___ Extract provided ___
Biomaterial Database

Interfacial Heterojunction Enables High Efficient PbS Quantum Dot Solar Cells. 2024

Li Zhang, and Yong Chen, and Shuang Cao, and Defei Yuan, and Xu Tang, and Dengke Wang, and Yajun Gao, and Junjie Zhang, and Yongbiao Zhao, and Xichuan Yang, and Zhenghong Lu, and Quli Fan, and Bin Sun

State Key Laboratory of Organic Electronics and Information Displays & Institute of Advanced Materials (IAM), School of Material Science and Engineering, Nanjing University of Posts and Telecommunications (NJUPT), 9 Wenyuan Rd., Nanjing, 210023, China.
___
**Work to complete**:
1: Summarize the database listing in two sentences.
2: Answer from the database listing:
(a) What year appears with the paper title?
(b) What kind of quantum dot solar cells does the title name?
(c) What street address is given for the university?
The records have nothing to do with this.
___ Record extracts ___
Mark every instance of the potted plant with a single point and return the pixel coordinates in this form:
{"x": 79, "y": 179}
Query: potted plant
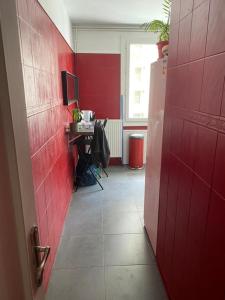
{"x": 161, "y": 27}
{"x": 77, "y": 117}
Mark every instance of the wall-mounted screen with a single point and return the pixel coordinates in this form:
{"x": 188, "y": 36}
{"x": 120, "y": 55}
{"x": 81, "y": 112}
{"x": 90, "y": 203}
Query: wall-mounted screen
{"x": 70, "y": 85}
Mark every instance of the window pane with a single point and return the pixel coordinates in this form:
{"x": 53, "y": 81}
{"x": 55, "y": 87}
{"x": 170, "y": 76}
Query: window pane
{"x": 141, "y": 56}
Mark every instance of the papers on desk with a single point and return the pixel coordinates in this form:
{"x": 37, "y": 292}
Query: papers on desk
{"x": 85, "y": 126}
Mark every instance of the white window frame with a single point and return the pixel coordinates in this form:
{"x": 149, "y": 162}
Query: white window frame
{"x": 127, "y": 120}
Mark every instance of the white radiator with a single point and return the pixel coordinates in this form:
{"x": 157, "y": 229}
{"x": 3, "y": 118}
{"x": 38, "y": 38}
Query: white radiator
{"x": 113, "y": 132}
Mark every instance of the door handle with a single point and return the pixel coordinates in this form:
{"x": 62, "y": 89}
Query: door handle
{"x": 41, "y": 255}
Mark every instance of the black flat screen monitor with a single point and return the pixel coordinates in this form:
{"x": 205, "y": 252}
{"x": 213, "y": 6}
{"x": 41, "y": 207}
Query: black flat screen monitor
{"x": 70, "y": 85}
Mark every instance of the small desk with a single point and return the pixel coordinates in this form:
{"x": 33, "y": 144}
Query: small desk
{"x": 73, "y": 137}
{"x": 76, "y": 138}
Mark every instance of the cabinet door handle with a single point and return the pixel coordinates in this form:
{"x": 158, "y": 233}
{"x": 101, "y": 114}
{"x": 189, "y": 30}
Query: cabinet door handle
{"x": 41, "y": 255}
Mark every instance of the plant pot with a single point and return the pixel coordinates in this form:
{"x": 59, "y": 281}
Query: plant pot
{"x": 160, "y": 46}
{"x": 73, "y": 127}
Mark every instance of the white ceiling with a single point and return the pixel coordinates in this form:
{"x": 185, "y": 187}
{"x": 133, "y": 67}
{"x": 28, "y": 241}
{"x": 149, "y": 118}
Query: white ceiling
___
**Answers per task**:
1: The listing gives a 2024 paper titled "Interfacial Heterojunction Enables High Efficient PbS Quantum Dot Solar Cells," written by thirteen authors from Li Zhang to Bin Sun. The affiliation is the State Key Laboratory of Organic Electronics and Information Displays & Institute of Advanced Materials (IAM), School of Material Science and Engineering, Nanjing University of Posts and Telecommunications, in Nanjing, China.

2:
(a) 2024
(b) PbS quantum dot solar cells
(c) 9 Wenyuan Rd., Nanjing, 210023, China